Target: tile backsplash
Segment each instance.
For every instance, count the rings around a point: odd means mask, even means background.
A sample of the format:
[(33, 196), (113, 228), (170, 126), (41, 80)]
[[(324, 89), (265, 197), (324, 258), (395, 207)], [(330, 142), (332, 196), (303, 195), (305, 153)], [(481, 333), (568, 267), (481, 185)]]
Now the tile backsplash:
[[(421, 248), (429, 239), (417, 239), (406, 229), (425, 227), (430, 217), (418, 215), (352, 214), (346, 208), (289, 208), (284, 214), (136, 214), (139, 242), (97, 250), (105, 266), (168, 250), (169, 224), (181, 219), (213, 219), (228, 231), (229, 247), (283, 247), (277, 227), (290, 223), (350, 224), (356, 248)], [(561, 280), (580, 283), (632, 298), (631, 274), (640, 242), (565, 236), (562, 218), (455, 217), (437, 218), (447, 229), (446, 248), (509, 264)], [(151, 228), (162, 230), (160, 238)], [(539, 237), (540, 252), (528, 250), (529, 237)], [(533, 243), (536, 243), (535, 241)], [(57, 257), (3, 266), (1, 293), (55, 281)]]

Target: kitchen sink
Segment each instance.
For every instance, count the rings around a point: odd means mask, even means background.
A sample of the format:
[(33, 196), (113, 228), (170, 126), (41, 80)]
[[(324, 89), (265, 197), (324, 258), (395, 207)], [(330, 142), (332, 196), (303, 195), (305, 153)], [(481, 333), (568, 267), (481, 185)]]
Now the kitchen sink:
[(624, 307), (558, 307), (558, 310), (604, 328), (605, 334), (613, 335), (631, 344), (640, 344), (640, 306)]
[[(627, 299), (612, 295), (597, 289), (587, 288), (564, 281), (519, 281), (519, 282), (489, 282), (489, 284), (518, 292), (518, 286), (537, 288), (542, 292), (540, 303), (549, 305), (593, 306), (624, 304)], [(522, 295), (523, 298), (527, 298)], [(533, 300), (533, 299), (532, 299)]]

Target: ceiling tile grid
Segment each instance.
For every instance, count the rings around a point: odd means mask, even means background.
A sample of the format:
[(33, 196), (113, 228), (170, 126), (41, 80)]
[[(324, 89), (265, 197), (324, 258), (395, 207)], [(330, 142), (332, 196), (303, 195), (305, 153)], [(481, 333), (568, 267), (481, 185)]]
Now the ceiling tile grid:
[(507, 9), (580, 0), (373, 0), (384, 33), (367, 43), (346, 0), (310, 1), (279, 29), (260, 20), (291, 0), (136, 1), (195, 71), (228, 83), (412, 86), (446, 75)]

---------------

Work to complete:
Word for word, write out each of the records shown above.

Exercise answer:
Target: tile backsplash
Segment each instance.
For every instance, count the rings around a point: odd means mask, even means background.
A sample of the format:
[(33, 196), (113, 228), (170, 126), (41, 80)]
[[(324, 89), (265, 197), (324, 258), (395, 207)], [(330, 142), (332, 196), (303, 195), (305, 153)], [(481, 333), (568, 267), (481, 185)]]
Now the tile backsplash:
[[(421, 248), (429, 239), (417, 239), (406, 229), (425, 227), (430, 217), (418, 215), (352, 214), (346, 208), (289, 208), (284, 214), (136, 214), (139, 242), (97, 250), (105, 266), (168, 250), (169, 224), (181, 219), (213, 219), (228, 231), (229, 247), (283, 247), (277, 227), (290, 223), (350, 224), (356, 248)], [(561, 280), (580, 283), (632, 298), (631, 274), (640, 242), (565, 236), (562, 218), (455, 217), (437, 218), (447, 229), (446, 248), (509, 264)], [(151, 228), (162, 230), (160, 238)], [(539, 237), (540, 252), (528, 250), (529, 237)], [(533, 243), (536, 243), (535, 241)], [(57, 257), (3, 266), (1, 293), (55, 281)]]

Target: kitchen sink
Segment each instance.
For every instance, count the rings around a point: odd means mask, even means background.
A sample of the format:
[(33, 196), (113, 228), (170, 126), (41, 80)]
[[(324, 89), (265, 197), (324, 258), (395, 207)], [(330, 142), (332, 196), (303, 195), (305, 153)], [(481, 333), (568, 267), (481, 185)]]
Now the kitchen sink:
[(624, 307), (558, 307), (558, 310), (604, 328), (605, 334), (613, 335), (631, 344), (640, 344), (640, 306)]
[[(627, 299), (612, 295), (597, 289), (587, 288), (564, 281), (519, 281), (519, 282), (489, 282), (489, 284), (518, 292), (518, 286), (537, 288), (542, 292), (540, 303), (549, 305), (593, 306), (624, 304)], [(522, 295), (523, 298), (527, 298)], [(533, 300), (533, 299), (532, 299)]]

Target: ceiling tile grid
Segment each instance.
For every instance, count the rings around a point: odd means mask, even means background.
A sample of the format:
[(33, 196), (113, 228), (170, 126), (41, 80)]
[[(324, 89), (265, 197), (324, 258), (395, 207)], [(330, 142), (332, 196), (303, 195), (305, 153)], [(481, 333), (568, 267), (481, 185)]]
Now the ceiling tile grid:
[(507, 9), (580, 0), (373, 0), (384, 33), (367, 43), (346, 0), (310, 1), (279, 29), (260, 20), (291, 0), (136, 1), (195, 71), (228, 83), (412, 86), (446, 75)]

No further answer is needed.